» What you will do
Locate the line that contains "palm tree trunk;" in the entries below. Retype it and all following lines through the final one, character for character.

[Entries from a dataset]
_ _ _ _ _ _ _

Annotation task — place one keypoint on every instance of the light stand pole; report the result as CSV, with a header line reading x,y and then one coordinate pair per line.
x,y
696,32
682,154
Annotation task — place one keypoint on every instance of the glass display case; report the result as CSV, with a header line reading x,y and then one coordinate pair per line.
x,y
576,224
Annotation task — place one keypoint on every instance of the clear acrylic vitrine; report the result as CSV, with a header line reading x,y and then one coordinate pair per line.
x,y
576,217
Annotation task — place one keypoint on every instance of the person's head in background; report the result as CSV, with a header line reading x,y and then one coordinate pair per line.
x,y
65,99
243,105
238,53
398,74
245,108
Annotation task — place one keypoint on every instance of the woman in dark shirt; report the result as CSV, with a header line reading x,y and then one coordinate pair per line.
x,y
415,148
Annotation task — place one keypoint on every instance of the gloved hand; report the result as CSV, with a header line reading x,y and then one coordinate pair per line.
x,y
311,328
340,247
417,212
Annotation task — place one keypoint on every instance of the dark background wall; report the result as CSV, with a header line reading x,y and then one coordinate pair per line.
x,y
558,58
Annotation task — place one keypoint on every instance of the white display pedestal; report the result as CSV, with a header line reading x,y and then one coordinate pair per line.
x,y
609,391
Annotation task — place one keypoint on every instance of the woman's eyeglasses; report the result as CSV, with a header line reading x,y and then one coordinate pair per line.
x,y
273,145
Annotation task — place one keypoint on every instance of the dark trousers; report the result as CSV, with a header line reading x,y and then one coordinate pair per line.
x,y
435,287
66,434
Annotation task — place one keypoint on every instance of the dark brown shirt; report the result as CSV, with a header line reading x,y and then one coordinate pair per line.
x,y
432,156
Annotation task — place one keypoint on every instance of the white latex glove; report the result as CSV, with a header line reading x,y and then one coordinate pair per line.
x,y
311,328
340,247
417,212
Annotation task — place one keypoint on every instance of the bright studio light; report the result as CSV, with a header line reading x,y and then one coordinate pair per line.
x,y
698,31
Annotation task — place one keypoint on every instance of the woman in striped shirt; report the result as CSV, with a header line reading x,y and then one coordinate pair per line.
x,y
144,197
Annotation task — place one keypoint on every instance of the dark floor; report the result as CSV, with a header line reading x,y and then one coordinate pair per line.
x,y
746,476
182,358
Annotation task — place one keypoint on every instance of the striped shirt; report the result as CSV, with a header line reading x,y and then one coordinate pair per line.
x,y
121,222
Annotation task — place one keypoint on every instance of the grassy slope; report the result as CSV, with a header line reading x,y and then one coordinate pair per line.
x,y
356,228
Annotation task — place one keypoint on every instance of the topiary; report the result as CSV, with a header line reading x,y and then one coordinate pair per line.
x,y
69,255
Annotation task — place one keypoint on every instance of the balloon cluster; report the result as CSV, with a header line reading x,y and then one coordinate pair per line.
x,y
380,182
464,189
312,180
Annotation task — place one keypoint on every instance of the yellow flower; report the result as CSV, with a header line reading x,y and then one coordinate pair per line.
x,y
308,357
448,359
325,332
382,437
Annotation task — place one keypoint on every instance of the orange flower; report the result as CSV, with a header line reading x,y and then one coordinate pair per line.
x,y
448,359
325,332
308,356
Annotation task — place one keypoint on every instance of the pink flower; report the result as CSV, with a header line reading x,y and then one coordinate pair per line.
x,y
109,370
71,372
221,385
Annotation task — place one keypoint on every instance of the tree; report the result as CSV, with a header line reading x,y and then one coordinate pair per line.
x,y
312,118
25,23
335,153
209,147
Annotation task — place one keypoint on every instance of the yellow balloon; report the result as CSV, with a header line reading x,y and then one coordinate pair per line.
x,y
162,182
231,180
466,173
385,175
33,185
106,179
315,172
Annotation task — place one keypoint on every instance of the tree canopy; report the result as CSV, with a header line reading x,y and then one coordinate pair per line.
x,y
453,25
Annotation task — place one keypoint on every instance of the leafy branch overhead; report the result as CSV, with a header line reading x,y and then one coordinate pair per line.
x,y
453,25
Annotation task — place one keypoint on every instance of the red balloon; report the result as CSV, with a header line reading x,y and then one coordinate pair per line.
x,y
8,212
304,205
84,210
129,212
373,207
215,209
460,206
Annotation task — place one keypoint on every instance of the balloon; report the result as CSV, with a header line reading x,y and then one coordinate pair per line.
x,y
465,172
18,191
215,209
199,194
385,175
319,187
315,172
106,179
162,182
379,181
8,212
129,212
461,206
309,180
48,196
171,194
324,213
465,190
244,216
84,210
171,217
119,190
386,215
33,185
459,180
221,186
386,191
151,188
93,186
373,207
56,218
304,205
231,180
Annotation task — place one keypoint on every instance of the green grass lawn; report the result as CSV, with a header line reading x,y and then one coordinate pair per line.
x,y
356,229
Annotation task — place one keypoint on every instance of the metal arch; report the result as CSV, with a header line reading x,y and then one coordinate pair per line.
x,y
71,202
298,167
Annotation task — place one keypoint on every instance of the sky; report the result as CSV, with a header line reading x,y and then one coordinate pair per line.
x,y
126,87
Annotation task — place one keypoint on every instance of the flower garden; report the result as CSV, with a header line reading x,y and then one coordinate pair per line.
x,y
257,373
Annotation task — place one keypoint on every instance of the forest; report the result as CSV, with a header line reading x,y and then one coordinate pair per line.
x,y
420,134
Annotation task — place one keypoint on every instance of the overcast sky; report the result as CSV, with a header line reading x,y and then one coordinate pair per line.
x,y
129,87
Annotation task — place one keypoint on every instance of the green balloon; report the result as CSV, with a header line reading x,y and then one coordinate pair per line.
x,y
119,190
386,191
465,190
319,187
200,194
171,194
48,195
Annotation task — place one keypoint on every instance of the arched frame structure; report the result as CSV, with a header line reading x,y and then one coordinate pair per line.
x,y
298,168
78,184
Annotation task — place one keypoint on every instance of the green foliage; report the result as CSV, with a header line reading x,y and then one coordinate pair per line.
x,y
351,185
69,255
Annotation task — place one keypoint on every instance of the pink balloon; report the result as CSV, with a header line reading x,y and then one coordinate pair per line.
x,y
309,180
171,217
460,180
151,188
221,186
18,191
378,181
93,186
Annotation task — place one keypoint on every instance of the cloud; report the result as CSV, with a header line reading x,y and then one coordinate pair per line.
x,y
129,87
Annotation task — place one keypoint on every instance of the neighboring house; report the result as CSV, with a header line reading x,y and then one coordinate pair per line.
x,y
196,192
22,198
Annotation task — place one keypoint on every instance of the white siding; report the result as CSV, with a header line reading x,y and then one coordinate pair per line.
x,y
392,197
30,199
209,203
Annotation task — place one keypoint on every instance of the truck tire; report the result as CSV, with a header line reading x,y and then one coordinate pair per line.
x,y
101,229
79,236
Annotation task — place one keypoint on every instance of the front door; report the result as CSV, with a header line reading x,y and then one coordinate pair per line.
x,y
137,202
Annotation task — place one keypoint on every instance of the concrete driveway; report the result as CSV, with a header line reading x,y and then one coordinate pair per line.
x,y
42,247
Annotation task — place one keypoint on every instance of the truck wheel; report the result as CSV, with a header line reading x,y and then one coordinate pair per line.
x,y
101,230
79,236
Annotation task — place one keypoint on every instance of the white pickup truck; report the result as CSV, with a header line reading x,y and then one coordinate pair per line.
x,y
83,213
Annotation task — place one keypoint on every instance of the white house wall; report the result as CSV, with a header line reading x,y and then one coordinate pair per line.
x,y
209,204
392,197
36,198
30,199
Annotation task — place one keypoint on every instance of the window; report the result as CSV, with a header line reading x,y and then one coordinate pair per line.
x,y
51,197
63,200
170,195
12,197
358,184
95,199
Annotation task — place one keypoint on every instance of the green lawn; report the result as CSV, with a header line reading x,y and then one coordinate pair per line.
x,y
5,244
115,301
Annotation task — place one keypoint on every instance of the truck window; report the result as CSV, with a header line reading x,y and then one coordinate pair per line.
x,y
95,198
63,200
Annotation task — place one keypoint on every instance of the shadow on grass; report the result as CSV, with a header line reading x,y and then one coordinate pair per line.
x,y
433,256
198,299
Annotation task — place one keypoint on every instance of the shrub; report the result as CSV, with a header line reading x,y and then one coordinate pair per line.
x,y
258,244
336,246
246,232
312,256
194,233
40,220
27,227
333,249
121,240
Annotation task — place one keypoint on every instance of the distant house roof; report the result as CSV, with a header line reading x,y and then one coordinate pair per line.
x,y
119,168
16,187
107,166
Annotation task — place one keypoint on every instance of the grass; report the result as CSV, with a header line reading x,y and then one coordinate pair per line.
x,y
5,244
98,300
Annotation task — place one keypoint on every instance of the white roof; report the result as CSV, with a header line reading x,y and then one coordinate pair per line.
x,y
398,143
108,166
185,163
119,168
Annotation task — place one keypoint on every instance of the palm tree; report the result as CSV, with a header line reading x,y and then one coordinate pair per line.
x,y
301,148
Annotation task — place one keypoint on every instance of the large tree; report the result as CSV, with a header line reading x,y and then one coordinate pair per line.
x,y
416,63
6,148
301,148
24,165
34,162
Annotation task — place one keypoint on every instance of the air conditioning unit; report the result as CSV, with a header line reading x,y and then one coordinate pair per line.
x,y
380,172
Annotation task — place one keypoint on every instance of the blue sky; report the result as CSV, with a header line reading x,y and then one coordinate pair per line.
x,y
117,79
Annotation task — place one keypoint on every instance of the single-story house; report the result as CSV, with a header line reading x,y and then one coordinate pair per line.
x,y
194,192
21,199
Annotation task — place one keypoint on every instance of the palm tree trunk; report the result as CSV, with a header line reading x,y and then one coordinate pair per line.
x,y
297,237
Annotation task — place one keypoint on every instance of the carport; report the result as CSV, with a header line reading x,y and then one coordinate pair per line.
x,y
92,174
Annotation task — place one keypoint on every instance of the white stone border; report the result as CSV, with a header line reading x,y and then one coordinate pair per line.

_ _ _ _ _ _ _

» Reply
Annotation task — place one keypoint on every instance of the palm tree trunk; report the result as CSV, with a header line reading x,y and then one coordinate pair per line.
x,y
297,237
Annotation task — place one keypoint on every instance of the carport; report the result as CSV, with a header line reading x,y and then one coordinate pair per line.
x,y
92,174
Annotation task — place one keypoint on every instance of the white stone border; report the result as CSV, with a header line reading x,y and then one coordinate pair per line.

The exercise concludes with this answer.